_EXERCISE_
Answer these questions from the review of My Small Land:
(a) At which event was the film seen?
(b) Roughly how many Kurds live in Japan, according to the review?
(c) From what age was Sarya raised and educated in Japan?

_DOCUMENT PASSAGE_
-*-*-

Modern democracies with a high GDP and high per capita income tend to be either multicultural and multiracial as post-colonial hosts of assisted migration or to have experienced a significant influx of asylum seekers. Japan is something of an outlier. The country has a small indigenous community, a more significant and longstanding Korean minority community and a small Brazilian community tied to migration in the first half of the 20th century and the return of ‘Japanese Brazilians from the 1980s. But until relatively recently, Japan has received only small numbers of asylum claims, very few of which have been successful, partly because the process takes so long. There have been two or three films that have attempted to foreground this situation as a social issue. I haven’t seen them but I was very pleased to catch this new film at the Leeds International Film Festival.

My Small Land is a more complex and layered title than might be first apparent. It is the story of a Kurdish family of asylum seekers in Japan and focuses on a 17 year-old girl Sarya, who was born in Turkey but then raised and educated from the age of 5 in Japan alongside her younger sister and brother, the latter still a relatively young boy. Sarya’s mother died at some point in this period. Her father, whose flight from Turkey where he had been tortured as a ‘political activist’– as defined by the Turkish authorities – is the reason for the asylum request. The film narrative begins with a wedding celebration in the Kurdish community (there are around 2,000 Kurds in Japan). Sarya is upset when one of the older women suggests she will be the next to be married and a young man who works with Sarya’s father is seen as a potential husband.

-*-*-

_RECORD EXTRACTS_
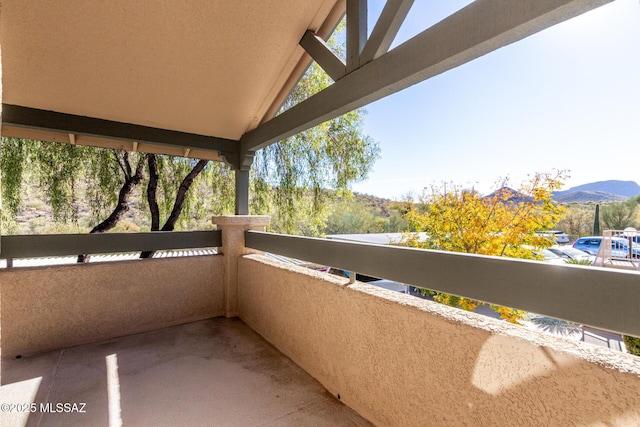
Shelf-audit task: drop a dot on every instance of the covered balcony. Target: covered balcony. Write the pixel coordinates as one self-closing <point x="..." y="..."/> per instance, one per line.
<point x="238" y="338"/>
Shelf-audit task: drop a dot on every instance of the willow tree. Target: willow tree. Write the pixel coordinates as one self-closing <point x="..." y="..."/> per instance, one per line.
<point x="289" y="179"/>
<point x="505" y="223"/>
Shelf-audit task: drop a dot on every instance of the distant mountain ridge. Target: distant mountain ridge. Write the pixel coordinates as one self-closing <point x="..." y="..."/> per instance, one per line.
<point x="600" y="191"/>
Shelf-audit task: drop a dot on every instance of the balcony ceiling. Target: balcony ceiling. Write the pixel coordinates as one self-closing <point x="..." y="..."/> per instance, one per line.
<point x="214" y="67"/>
<point x="205" y="78"/>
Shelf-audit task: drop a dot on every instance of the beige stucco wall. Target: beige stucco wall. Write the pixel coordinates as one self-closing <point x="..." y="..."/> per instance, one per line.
<point x="400" y="361"/>
<point x="47" y="308"/>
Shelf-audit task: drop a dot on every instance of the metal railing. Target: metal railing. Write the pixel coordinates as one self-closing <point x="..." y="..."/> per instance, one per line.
<point x="49" y="245"/>
<point x="597" y="297"/>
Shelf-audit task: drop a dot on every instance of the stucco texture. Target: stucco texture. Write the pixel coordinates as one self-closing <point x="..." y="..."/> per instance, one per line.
<point x="402" y="361"/>
<point x="49" y="308"/>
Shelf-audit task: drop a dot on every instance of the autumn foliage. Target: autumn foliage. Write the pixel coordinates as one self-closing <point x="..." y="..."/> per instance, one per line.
<point x="505" y="223"/>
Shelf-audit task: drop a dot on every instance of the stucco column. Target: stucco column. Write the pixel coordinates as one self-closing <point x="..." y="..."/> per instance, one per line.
<point x="233" y="228"/>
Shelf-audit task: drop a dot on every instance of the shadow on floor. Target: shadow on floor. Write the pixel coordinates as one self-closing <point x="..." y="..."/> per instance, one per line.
<point x="212" y="372"/>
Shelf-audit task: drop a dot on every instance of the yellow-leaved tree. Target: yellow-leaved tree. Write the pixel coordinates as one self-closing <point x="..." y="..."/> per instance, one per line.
<point x="505" y="223"/>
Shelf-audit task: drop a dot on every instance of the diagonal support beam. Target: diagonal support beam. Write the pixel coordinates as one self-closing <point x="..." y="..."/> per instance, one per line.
<point x="356" y="32"/>
<point x="323" y="55"/>
<point x="79" y="125"/>
<point x="480" y="28"/>
<point x="386" y="29"/>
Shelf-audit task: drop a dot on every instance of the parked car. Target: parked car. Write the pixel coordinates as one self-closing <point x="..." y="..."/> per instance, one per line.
<point x="571" y="253"/>
<point x="619" y="246"/>
<point x="556" y="235"/>
<point x="549" y="256"/>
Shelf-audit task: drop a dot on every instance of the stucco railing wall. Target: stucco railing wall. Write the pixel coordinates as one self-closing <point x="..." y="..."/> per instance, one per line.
<point x="45" y="308"/>
<point x="400" y="360"/>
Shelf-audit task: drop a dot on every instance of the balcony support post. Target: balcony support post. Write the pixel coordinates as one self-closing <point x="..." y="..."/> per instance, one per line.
<point x="233" y="247"/>
<point x="1" y="200"/>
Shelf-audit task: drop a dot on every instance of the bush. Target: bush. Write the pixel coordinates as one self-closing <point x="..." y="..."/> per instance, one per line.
<point x="632" y="343"/>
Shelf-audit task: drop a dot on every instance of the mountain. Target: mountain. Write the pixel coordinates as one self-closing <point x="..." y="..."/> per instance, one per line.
<point x="587" y="196"/>
<point x="600" y="191"/>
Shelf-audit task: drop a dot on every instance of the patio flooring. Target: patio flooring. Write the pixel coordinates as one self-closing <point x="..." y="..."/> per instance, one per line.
<point x="216" y="372"/>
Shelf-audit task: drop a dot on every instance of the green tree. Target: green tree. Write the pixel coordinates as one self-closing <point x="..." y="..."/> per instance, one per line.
<point x="288" y="178"/>
<point x="596" y="222"/>
<point x="578" y="220"/>
<point x="504" y="223"/>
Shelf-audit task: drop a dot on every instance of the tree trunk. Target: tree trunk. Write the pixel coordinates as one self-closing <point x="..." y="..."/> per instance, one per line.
<point x="122" y="206"/>
<point x="170" y="223"/>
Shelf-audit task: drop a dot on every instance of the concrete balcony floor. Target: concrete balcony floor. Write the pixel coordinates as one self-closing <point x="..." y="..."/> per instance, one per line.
<point x="213" y="372"/>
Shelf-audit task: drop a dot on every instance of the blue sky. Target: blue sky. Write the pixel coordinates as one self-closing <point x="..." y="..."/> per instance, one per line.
<point x="565" y="98"/>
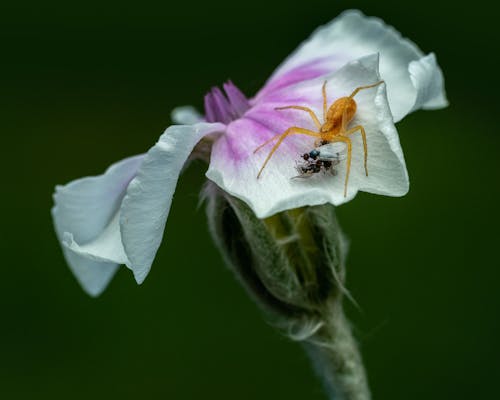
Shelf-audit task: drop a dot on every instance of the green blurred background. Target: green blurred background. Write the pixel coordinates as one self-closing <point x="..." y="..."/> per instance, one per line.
<point x="87" y="83"/>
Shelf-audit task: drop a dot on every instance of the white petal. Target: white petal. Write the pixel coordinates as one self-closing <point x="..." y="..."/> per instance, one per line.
<point x="427" y="78"/>
<point x="186" y="115"/>
<point x="149" y="196"/>
<point x="352" y="35"/>
<point x="234" y="167"/>
<point x="85" y="219"/>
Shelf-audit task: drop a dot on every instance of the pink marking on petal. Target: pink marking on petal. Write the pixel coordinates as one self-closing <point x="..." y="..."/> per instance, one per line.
<point x="237" y="99"/>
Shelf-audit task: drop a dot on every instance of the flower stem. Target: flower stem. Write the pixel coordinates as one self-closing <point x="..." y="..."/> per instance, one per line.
<point x="293" y="265"/>
<point x="337" y="360"/>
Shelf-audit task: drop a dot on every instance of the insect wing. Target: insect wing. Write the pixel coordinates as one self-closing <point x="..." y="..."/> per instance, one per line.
<point x="332" y="151"/>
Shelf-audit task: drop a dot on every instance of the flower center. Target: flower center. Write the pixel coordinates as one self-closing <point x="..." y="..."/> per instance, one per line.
<point x="225" y="107"/>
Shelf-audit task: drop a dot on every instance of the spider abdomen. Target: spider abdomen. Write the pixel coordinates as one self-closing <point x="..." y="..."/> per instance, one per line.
<point x="342" y="109"/>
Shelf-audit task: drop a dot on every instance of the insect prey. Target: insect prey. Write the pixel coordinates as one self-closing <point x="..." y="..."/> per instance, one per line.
<point x="334" y="129"/>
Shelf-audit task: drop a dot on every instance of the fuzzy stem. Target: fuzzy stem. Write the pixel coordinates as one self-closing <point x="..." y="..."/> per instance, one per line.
<point x="336" y="359"/>
<point x="293" y="265"/>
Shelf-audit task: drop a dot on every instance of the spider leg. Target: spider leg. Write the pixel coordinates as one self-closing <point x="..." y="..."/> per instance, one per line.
<point x="290" y="131"/>
<point x="325" y="105"/>
<point x="306" y="109"/>
<point x="365" y="146"/>
<point x="347" y="141"/>
<point x="355" y="92"/>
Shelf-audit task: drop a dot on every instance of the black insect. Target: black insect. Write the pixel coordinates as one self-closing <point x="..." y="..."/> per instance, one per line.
<point x="321" y="159"/>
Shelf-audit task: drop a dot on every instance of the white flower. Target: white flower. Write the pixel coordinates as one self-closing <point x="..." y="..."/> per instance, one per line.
<point x="119" y="217"/>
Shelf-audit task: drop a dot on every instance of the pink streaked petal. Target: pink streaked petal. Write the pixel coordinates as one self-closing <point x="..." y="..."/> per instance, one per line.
<point x="309" y="70"/>
<point x="234" y="166"/>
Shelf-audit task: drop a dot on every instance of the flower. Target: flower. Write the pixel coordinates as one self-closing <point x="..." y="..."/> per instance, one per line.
<point x="119" y="217"/>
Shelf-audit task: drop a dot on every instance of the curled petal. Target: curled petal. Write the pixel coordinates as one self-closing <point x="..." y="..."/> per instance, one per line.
<point x="146" y="205"/>
<point x="234" y="166"/>
<point x="85" y="217"/>
<point x="413" y="81"/>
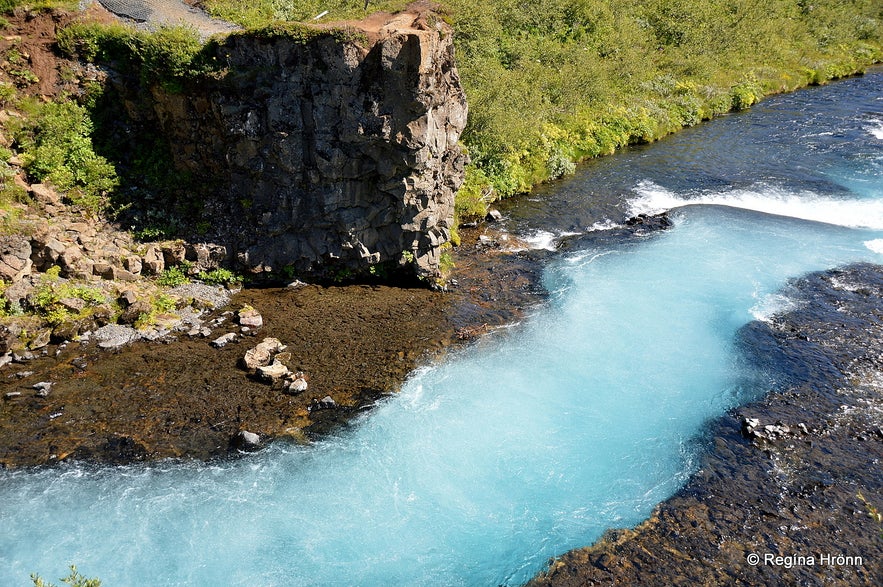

-*-*-

_RESULT OF THE TASK_
(a) The Leeds International Film Festival
(b) Around 2,000
(c) From the age of 5